-- Text block --

-- Opening Marker --

A week later I was back at the Jail for another evening and the corrections officer asked me if I would meet with Joe since he now could not come to the chapel because the murder charge killed that opportunity for that charge made him categorized as a flight or suicide risk so he could not leave his cell area.  When the services were over that night the CO took me to Joe and was able to sit across from each other for twenty minutes face-to-face. He was depressed, frail and seemed hopeless. I hurt!  As he unpacked the story of his life, which I have heard so many, many times in this eleven years of this work, my heart was moved. I never excuse the crime nor the consequences for they have done the crime so they will do the time; that is consequence for bad choice thus making it worthy of the consequence. That night as I departed for home, I asked Joe if we could pray and he readily wanted me to.
 
I pulled my chair up to his side, held both his hands in both of mine and I prayed for his heart, his life, his days ahead and for peace in the midst of the storm he faced. I felt his body shaking from crying; a broken, exhausted young man still in cave in which he had lived his entire life. He thanked me as we hugged before I left for him.  My heart ached!  I wrote him another letter that evening hoping to encourage him and to challenge him to invest time in reading the Bible I had given him the night I just described; to seek God's Will for his life!

-- Closing Marker --

-- Extracted records --
-- Opening Marker --

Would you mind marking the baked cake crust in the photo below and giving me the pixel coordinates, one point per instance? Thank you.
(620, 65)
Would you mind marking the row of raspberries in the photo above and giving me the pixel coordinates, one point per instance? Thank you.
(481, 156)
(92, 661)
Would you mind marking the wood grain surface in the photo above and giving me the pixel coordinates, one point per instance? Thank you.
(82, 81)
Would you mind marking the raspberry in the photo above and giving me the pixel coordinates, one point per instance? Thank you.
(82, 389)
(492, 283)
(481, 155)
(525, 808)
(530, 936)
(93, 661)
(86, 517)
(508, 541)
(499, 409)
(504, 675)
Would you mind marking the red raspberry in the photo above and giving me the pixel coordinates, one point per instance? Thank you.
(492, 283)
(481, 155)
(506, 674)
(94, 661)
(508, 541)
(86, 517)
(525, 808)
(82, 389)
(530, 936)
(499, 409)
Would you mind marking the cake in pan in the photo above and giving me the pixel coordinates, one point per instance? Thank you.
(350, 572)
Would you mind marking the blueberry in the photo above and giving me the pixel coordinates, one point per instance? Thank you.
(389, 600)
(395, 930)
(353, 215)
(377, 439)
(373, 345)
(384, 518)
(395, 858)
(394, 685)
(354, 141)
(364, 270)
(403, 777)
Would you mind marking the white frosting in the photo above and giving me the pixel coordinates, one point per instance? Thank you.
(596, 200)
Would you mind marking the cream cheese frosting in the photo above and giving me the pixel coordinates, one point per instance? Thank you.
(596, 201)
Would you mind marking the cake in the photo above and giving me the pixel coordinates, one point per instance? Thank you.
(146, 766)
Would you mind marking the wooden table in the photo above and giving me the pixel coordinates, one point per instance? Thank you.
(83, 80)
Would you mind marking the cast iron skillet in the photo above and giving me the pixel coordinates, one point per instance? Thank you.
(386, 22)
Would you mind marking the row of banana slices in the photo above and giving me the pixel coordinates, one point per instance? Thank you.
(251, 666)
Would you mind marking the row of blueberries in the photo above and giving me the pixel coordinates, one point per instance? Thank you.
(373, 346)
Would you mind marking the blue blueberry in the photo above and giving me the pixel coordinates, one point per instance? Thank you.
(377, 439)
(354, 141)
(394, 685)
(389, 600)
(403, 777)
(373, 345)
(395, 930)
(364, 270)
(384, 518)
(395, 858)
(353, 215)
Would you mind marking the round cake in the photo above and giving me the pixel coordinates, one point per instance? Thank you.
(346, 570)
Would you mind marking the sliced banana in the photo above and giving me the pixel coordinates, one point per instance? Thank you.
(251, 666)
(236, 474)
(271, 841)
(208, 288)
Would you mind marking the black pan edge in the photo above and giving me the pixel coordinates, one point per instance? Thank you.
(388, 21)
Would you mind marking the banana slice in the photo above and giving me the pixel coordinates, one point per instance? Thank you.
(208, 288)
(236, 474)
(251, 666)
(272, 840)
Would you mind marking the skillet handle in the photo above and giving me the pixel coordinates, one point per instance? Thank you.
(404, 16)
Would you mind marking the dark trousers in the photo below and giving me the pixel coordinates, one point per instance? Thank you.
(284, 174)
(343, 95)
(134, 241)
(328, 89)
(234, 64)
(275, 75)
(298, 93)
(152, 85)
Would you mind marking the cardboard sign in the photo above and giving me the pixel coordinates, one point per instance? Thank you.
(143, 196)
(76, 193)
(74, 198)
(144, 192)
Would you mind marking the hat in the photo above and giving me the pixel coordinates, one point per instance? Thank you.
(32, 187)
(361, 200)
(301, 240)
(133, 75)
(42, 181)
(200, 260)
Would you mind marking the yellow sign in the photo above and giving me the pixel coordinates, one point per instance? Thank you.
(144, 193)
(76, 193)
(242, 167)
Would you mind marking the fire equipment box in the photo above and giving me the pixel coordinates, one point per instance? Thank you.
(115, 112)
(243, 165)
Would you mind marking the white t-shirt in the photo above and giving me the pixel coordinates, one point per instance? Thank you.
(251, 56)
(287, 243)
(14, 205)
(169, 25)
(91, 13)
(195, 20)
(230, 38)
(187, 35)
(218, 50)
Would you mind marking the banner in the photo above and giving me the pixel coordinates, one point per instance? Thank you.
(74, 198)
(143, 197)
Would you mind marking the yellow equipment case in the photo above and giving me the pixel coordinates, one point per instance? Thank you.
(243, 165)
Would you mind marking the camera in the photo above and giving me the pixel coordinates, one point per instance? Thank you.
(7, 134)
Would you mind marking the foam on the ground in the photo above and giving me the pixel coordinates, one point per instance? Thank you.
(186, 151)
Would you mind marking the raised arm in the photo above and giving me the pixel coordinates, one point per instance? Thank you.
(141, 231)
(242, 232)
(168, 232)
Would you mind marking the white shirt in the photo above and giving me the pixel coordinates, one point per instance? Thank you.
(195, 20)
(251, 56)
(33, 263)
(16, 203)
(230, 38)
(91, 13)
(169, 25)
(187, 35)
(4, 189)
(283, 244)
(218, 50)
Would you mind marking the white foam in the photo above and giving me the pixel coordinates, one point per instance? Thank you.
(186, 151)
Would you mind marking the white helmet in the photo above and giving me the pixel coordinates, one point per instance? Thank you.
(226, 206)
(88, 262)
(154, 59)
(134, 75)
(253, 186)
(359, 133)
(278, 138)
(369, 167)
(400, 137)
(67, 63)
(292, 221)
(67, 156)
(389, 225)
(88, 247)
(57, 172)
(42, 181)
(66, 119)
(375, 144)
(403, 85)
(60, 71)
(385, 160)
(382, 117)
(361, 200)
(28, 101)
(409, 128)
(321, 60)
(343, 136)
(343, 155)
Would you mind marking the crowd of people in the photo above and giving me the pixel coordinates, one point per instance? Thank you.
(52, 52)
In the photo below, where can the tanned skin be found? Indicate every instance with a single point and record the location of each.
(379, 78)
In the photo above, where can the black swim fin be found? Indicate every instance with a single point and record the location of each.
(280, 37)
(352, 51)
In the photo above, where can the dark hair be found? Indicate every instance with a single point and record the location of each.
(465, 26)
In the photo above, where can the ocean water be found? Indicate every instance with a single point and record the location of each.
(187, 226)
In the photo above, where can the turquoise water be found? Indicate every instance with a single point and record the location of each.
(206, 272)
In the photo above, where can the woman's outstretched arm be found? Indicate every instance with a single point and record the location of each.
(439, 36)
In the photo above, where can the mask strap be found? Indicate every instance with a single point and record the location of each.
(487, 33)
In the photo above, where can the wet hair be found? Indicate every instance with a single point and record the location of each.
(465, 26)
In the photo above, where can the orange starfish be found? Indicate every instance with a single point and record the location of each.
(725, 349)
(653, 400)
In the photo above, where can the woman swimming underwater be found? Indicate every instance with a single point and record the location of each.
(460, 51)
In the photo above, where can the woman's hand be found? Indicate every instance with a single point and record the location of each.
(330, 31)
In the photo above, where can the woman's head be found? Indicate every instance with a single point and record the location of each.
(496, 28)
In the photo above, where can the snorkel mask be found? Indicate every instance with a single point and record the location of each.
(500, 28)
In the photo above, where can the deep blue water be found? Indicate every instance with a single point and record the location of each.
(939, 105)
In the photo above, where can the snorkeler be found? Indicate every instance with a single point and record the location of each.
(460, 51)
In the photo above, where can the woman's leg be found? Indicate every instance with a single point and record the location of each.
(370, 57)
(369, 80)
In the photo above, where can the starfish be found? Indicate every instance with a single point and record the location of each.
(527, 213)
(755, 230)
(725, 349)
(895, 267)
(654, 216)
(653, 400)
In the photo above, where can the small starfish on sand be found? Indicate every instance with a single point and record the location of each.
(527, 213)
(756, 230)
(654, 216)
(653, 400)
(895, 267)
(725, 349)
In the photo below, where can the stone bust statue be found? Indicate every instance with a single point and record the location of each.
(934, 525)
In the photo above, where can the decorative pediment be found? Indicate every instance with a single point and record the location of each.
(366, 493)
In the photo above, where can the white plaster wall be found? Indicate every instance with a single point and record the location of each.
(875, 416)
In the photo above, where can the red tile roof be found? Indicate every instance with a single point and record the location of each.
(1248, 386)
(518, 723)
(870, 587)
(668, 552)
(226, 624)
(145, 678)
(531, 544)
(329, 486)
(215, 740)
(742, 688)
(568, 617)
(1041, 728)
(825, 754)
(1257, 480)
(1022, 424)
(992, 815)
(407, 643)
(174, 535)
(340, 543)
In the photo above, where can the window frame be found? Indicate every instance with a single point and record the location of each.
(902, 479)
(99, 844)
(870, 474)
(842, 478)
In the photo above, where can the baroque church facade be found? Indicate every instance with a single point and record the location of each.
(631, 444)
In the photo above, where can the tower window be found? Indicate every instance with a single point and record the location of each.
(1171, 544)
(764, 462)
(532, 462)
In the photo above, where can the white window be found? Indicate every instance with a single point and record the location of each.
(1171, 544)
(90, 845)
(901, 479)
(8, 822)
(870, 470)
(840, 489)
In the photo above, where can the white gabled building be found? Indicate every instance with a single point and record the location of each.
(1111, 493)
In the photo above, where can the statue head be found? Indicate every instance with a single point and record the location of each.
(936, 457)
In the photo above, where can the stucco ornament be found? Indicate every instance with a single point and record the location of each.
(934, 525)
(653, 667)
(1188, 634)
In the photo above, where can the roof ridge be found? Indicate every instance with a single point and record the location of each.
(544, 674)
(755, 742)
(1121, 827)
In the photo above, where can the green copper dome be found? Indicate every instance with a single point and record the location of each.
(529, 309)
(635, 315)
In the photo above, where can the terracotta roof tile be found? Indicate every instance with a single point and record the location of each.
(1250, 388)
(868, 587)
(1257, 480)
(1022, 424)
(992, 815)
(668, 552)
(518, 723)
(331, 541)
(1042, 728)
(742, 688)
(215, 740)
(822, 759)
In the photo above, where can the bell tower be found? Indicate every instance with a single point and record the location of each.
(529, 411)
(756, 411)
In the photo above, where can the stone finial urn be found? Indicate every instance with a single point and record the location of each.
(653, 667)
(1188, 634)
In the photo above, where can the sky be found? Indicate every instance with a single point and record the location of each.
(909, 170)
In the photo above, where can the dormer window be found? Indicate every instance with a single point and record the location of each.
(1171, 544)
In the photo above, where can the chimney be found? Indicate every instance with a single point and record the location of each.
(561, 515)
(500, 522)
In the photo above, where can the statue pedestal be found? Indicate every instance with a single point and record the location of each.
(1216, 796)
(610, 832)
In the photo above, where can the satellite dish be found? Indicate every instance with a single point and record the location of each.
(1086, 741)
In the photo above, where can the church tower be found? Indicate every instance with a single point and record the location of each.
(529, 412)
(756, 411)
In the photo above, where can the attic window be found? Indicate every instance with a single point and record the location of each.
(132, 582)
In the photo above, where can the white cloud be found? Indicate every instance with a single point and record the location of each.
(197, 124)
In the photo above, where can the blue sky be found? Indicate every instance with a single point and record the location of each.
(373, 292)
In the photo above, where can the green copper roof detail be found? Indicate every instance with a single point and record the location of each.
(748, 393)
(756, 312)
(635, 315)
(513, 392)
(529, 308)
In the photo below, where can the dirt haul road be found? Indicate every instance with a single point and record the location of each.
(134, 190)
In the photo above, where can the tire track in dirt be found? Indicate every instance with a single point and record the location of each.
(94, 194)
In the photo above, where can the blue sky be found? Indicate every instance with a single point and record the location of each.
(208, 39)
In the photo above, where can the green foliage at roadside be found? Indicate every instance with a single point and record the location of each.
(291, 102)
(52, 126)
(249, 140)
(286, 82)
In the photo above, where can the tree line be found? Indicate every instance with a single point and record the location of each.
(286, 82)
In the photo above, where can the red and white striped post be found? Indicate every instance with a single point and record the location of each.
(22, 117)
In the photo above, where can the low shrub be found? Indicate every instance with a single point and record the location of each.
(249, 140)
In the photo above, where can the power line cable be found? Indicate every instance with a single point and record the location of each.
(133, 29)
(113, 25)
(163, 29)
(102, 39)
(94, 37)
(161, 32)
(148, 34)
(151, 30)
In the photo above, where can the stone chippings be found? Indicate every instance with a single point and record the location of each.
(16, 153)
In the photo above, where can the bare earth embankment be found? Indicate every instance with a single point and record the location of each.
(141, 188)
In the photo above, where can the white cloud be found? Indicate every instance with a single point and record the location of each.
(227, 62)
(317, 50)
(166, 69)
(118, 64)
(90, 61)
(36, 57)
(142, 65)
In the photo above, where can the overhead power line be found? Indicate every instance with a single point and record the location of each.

-- Closing Marker --

-- Questions --
1) Answer these from the account of the jail visit:
(a) How long did the narrator and Joe sit face-to-face?
(b) For how many years has the narrator been doing this work?
(c) What had the narrator given Joe?
2) Repeat word for word the part of the account of the jail visit starting at "I pulled my" and ending at "for his life!".
3) Carry on the account of the jail visit after its last sentence.

-- Answers provided --
1)
(a) Twenty minutes.
(b) Eleven years.
(c) A Bible.

2)
I pulled my chair up to his side, held both his hands in both of mine and I prayed for his heart, his life, his days ahead and for peace in the midst of the storm he faced. I felt his body shaking from crying; a broken, exhausted young man still in cave in which he had lived his entire life. He thanked me as we hugged before I left for him.  My heart ached!  I wrote him another letter that evening hoping to encourage him and to challenge him to invest time in reading the Bible I had given him the night I just described; to seek God's Will for his life!

3)
That has been roughly four weeks ago and I was back out there last evening for two more services.  I asked the CO how Joe was doing and he said he seemed to be doing much better and that he sees him reading his Bible often. He asked me if I wanted to visit with Joe which I did so as I got the second service up and running, the CO escorted me to Joe. We sat and I saw a man with a small smile, he had gained a little weight, he was thrilled I was visiting with him as well as shocked for he had had not a single visitor, letter nor call from anyone since that night I described above. I was so glad I had written him those two times. and gave him a Bible which I wrote a small note in to encourage him.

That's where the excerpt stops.